**Data items:**
::::::

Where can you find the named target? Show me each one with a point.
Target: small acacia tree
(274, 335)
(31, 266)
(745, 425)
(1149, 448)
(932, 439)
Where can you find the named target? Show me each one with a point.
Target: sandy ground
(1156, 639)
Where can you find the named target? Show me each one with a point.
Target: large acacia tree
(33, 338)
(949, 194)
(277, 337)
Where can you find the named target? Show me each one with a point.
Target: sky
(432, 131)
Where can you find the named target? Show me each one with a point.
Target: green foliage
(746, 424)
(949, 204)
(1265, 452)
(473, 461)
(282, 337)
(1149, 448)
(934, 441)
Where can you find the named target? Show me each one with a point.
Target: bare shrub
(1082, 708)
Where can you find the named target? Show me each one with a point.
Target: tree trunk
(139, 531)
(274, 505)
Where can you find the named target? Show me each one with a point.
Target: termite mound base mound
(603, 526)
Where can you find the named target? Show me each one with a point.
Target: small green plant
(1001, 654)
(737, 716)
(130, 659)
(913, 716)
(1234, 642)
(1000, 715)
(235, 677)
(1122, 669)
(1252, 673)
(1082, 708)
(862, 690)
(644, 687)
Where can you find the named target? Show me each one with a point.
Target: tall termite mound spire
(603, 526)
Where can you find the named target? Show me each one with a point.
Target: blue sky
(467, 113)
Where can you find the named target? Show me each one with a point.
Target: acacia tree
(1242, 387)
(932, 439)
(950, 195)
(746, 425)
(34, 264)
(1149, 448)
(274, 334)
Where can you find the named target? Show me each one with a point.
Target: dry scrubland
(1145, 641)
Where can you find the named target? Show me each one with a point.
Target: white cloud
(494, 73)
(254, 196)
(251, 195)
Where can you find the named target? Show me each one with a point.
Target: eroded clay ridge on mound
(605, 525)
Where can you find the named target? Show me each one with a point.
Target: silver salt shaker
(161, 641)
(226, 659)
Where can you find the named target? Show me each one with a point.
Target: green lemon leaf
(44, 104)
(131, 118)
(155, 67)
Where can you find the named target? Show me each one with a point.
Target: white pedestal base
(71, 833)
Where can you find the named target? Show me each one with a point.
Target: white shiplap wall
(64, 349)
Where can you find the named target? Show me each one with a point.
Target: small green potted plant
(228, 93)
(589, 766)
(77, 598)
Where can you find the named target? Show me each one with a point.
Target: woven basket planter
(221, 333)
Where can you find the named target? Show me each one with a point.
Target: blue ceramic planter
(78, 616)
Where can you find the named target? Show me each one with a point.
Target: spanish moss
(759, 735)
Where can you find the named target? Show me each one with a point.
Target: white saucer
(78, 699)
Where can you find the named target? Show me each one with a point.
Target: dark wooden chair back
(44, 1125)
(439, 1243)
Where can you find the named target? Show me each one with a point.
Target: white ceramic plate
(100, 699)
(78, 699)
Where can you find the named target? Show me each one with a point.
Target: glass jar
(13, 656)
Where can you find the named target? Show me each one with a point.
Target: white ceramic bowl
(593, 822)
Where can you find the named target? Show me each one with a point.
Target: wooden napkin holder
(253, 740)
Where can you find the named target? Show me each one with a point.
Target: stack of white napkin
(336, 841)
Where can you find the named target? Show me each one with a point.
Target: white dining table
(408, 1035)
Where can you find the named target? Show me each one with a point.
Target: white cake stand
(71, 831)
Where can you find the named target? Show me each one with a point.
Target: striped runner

::::::

**THE PROBLEM:**
Please copy out the records exactly as they appear.

**RESULT OF THE EXERCISE:**
Where can you find the named target? Show me each one with a point.
Target: small acacia tree
(274, 335)
(31, 266)
(745, 425)
(1149, 448)
(932, 439)
Where can you find the named target? Show me each one with a point.
Target: sandy ground
(1156, 639)
Where can you find the named target? Show me each one with a point.
Target: large acacia tree
(33, 338)
(949, 194)
(277, 337)
Where can you find the named target? Show me each one with a point.
Target: sky
(432, 131)
Where can you find the named target? Show me each one with a point.
Target: green foliage
(746, 424)
(949, 204)
(1265, 452)
(473, 461)
(282, 337)
(1149, 448)
(934, 441)
Where can you find the named target? Show me each one with a point.
Target: bare shrub
(1082, 708)
Where can you find the named target? Show me each one with a point.
Target: tree trunk
(139, 531)
(274, 505)
Where can you find the named target? Show me each one with a point.
Target: termite mound base mound
(603, 526)
Where can you find the named target? Show me each one with a point.
Target: small green plant
(1001, 654)
(737, 716)
(130, 659)
(913, 716)
(1234, 642)
(1000, 715)
(235, 677)
(1122, 669)
(1252, 673)
(1082, 708)
(862, 690)
(644, 687)
Where can you find the named target? Show me each one with a point.
Target: tall termite mound spire
(603, 526)
Where can you find the named target? Show me each one with a point.
Target: blue sky
(467, 113)
Where can you find the named target? Show me each one with a point.
Target: acacia tree
(1242, 387)
(932, 439)
(950, 195)
(746, 425)
(34, 264)
(1149, 448)
(274, 334)
Where can you find the named target? Show me each one with a point.
Target: dry scrubland
(1145, 641)
Where can you find the named target? Show me each one with a point.
Target: white cloud
(494, 73)
(254, 196)
(251, 195)
Where can you find the named target? Show me each one with a point.
Target: eroded clay ridge on mound
(605, 525)
Where can you find the named target? Show me each one with a point.
Target: silver salt shaker
(161, 641)
(226, 659)
Where can you find the named target? Show me each one with a point.
Target: green lemon leaf
(44, 104)
(131, 118)
(155, 67)
Where can you find the named target? Show me each one with a point.
Target: white pedestal base
(71, 833)
Where can you find the named target? Show me each one with a point.
Target: white shiplap wall
(64, 349)
Where can you find the named target? Show me each one with a point.
Target: small green potted plant
(228, 93)
(589, 766)
(77, 598)
Where can you find the named target? Show me each one with a point.
Target: woven basket planter
(221, 333)
Where can you find the named target? Show me each one with a point.
Target: blue ceramic planter
(78, 616)
Where can you find the named target? Show me each one with a point.
Target: spanish moss
(759, 735)
Where can you find the named target? Show me each one with a point.
Target: white saucer
(78, 699)
Where can you find the named target? Show me each one with a point.
Target: dark wooden chair back
(44, 1125)
(439, 1243)
Where can you find the named target? Show me each one with a point.
Target: white ceramic plate
(100, 699)
(78, 699)
Where can you find the named target? Show me each one with a point.
Target: glass jar
(13, 656)
Where can you find the named target? Show me each one with a point.
Target: white ceramic bowl
(593, 822)
Where can you find the named target? Show me each one with a point.
Target: wooden napkin holder
(253, 740)
Where can you find the named target? Show me each one with a point.
Target: stack of white napkin
(336, 841)
Where can you find the named target? Show me each one with a point.
Target: white dining table
(408, 1035)
Where can you find the named target? Show me each one with a point.
Target: white cake stand
(71, 831)
Where can you find the named target? Show me each one with a point.
Target: striped runner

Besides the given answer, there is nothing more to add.